Records drawn from a dataset:
Content starts
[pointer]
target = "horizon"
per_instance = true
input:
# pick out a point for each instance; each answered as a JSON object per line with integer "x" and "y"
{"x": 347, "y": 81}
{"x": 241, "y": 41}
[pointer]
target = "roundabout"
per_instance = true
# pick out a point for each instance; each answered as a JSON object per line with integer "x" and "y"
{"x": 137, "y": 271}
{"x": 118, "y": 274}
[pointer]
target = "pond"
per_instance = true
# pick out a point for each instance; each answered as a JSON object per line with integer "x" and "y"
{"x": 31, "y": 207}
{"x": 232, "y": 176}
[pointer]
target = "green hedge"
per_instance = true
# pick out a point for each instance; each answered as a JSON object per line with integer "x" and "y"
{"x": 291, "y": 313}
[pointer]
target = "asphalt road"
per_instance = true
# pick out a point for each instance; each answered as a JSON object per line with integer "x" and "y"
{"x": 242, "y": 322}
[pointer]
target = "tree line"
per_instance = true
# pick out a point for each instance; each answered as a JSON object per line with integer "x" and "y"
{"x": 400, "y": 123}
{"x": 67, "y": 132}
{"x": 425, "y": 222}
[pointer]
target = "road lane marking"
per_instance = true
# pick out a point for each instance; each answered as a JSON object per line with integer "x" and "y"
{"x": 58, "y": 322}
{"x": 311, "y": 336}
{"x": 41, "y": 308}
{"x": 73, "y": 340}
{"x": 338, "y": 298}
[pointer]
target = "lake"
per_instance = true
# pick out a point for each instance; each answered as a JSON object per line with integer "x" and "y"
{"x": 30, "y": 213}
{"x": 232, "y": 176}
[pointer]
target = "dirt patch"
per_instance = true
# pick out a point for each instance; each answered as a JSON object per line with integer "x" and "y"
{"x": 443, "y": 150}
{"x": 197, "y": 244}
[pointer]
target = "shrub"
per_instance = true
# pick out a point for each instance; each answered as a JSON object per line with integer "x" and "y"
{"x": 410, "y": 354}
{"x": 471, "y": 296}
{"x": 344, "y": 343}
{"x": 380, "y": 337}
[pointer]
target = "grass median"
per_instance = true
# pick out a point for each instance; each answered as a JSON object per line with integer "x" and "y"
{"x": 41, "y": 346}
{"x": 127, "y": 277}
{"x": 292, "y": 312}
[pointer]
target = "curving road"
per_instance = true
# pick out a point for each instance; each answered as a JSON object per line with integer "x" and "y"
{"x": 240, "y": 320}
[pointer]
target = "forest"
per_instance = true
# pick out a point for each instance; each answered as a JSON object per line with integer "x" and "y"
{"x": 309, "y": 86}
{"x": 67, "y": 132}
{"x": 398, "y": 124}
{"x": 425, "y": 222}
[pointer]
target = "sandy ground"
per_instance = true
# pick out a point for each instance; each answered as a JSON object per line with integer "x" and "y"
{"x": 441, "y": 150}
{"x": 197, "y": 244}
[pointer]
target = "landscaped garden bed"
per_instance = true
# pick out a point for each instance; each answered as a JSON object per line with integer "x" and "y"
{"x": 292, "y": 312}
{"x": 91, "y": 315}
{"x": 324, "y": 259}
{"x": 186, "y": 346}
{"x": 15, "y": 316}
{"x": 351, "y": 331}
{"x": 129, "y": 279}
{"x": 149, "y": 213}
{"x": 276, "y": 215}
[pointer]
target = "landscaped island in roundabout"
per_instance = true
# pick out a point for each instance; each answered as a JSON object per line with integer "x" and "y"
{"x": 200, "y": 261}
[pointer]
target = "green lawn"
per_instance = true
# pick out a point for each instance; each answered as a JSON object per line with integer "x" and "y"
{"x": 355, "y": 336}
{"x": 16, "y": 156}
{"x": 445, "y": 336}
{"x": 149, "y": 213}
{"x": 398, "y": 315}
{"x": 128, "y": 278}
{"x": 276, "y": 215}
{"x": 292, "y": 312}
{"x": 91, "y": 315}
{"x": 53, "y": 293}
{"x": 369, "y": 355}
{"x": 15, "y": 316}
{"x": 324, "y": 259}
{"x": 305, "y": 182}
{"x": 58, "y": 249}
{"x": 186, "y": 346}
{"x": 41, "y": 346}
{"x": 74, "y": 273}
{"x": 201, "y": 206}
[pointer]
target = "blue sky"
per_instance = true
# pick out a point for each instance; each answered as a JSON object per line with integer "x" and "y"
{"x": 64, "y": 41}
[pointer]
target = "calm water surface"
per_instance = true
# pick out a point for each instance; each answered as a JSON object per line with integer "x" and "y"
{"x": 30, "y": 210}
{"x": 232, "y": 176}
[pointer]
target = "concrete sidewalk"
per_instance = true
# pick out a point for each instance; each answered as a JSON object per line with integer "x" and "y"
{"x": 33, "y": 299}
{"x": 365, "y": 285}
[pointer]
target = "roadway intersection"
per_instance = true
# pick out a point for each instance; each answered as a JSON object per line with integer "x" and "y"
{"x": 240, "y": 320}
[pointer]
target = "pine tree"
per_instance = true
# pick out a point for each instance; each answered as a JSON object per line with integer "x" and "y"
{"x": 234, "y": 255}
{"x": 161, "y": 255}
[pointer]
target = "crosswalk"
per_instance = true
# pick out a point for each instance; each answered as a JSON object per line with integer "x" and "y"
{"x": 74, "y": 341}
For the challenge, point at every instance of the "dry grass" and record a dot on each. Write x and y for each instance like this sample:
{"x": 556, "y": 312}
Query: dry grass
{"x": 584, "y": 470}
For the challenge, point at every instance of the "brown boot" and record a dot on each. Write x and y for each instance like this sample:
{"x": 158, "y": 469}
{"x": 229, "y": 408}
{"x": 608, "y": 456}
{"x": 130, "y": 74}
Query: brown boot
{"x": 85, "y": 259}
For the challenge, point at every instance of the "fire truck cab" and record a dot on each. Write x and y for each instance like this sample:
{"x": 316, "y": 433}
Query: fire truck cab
Content ends
TASK: Extract the complete set of records unchanged.

SOLVED EXERCISE:
[pointer]
target = "horizon"
per_instance = true
input:
# pick out a point for each instance; each answered as a JSON object per line with integer "x" and "y"
{"x": 347, "y": 81}
{"x": 241, "y": 41}
[pointer]
target = "roundabout"
per_instance = true
# pick out a point for each instance; each answered as a JSON object per line with integer "x" and "y"
{"x": 137, "y": 271}
{"x": 118, "y": 274}
[pointer]
target = "pond"
per_instance = true
# pick out a point for each instance; each answered as a JSON object per line with integer "x" and "y"
{"x": 31, "y": 207}
{"x": 232, "y": 176}
[pointer]
target = "green hedge"
per_instance = true
# pick out a point for each instance; each answered as a JSON object per line with integer "x" and "y"
{"x": 291, "y": 313}
[pointer]
target = "asphalt road"
per_instance = true
# pick out a point for each instance; each answered as a JSON object per line with integer "x" and "y"
{"x": 242, "y": 322}
[pointer]
target = "tree line"
per_instance = true
# pick out a point for each instance; each answered as a JSON object per line with integer "x" and "y"
{"x": 400, "y": 123}
{"x": 67, "y": 132}
{"x": 425, "y": 222}
[pointer]
target = "road lane marking"
per_instance = true
# pick out a point for each instance; each answered as a JSON object per line with integer "x" and "y"
{"x": 58, "y": 322}
{"x": 311, "y": 336}
{"x": 41, "y": 308}
{"x": 73, "y": 340}
{"x": 338, "y": 298}
[pointer]
target = "lake"
per_instance = true
# pick out a point for each instance; each answered as a JSON object per line with integer "x" and "y"
{"x": 30, "y": 213}
{"x": 232, "y": 176}
[pointer]
target = "dirt patch"
per_instance = true
# pick out a point for each instance; each answered as a JSON object per line with integer "x" and "y"
{"x": 443, "y": 150}
{"x": 197, "y": 244}
[pointer]
target = "shrub"
per_instance = true
# pick out a point for each instance; each answered as a JSON object per line with integer "x" and "y"
{"x": 410, "y": 354}
{"x": 471, "y": 296}
{"x": 344, "y": 343}
{"x": 380, "y": 337}
[pointer]
target = "grass median"
per_instance = true
# pick out a point for each instance; each answered as a JSON object per line with integer "x" and "y"
{"x": 41, "y": 346}
{"x": 127, "y": 277}
{"x": 292, "y": 312}
[pointer]
target = "curving road"
per_instance = true
# pick out a point for each instance; each answered as a JSON object per line with integer "x" and "y"
{"x": 240, "y": 320}
[pointer]
target = "forest"
per_instance = true
# pick out a point for each instance; each answered as a JSON object per line with integer "x" and "y"
{"x": 309, "y": 86}
{"x": 67, "y": 132}
{"x": 398, "y": 124}
{"x": 425, "y": 222}
[pointer]
target = "sandy ground"
per_instance = true
# pick out a point for each instance; each answered as a JSON object per line with integer "x" and "y"
{"x": 441, "y": 150}
{"x": 197, "y": 244}
[pointer]
target = "landscaped garden bed"
per_instance = true
# pick out a point for each instance; each answered as a JSON object per line with integer "x" and "y"
{"x": 292, "y": 312}
{"x": 91, "y": 315}
{"x": 324, "y": 259}
{"x": 186, "y": 346}
{"x": 15, "y": 316}
{"x": 351, "y": 331}
{"x": 129, "y": 279}
{"x": 149, "y": 213}
{"x": 276, "y": 215}
[pointer]
target = "landscaped island in roundabout"
per_instance = true
# pick out a point for each instance; each answered as a JSON object per line with integer "x" and "y"
{"x": 200, "y": 261}
[pointer]
target = "green lawn"
per_instance = true
# pick out a point for each instance; each answered as a JSON object per line with integer "x" and "y"
{"x": 355, "y": 336}
{"x": 16, "y": 156}
{"x": 445, "y": 336}
{"x": 149, "y": 213}
{"x": 398, "y": 315}
{"x": 128, "y": 278}
{"x": 276, "y": 215}
{"x": 292, "y": 312}
{"x": 91, "y": 315}
{"x": 53, "y": 293}
{"x": 369, "y": 355}
{"x": 15, "y": 316}
{"x": 324, "y": 259}
{"x": 305, "y": 182}
{"x": 58, "y": 249}
{"x": 186, "y": 346}
{"x": 41, "y": 346}
{"x": 74, "y": 273}
{"x": 201, "y": 206}
[pointer]
target = "blue sky"
per_instance = true
# pick out a point for each instance; each answered as a JSON object per line with integer "x" and "y"
{"x": 64, "y": 41}
[pointer]
target = "calm water surface"
per_instance = true
# pick out a point for each instance; each answered as a JSON object per line with integer "x" and "y"
{"x": 30, "y": 210}
{"x": 232, "y": 176}
[pointer]
target = "concrete sidewalk"
per_instance = true
# pick out a point for each instance; each answered as a JSON object per line with integer "x" and "y"
{"x": 33, "y": 299}
{"x": 365, "y": 285}
[pointer]
target = "roadway intersection"
per_instance = true
# pick out a point for each instance; each answered as a JSON object per line with integer "x" and "y"
{"x": 240, "y": 320}
[pointer]
target = "pine tree"
per_instance = true
# pick out a point for each instance; each answered as a JSON object per line with integer "x" and "y"
{"x": 234, "y": 255}
{"x": 161, "y": 255}
[pointer]
target = "crosswalk"
per_instance = true
# pick out a point for each instance; each answered as a JSON object per line with integer "x" and "y"
{"x": 74, "y": 341}
For the challenge, point at every instance of the "dry grass" and record a dot on each. Write x and y for each instance like this sample:
{"x": 556, "y": 312}
Query: dry grass
{"x": 584, "y": 470}
For the challenge, point at every instance of the "brown boot" and record a dot on each. Write x and y for each instance like this sample:
{"x": 158, "y": 469}
{"x": 229, "y": 408}
{"x": 608, "y": 456}
{"x": 130, "y": 74}
Query: brown boot
{"x": 85, "y": 259}
For the challenge, point at every instance of the "fire truck cab" and record a dot on each. Write x and y for each instance like this sample:
{"x": 316, "y": 433}
Query: fire truck cab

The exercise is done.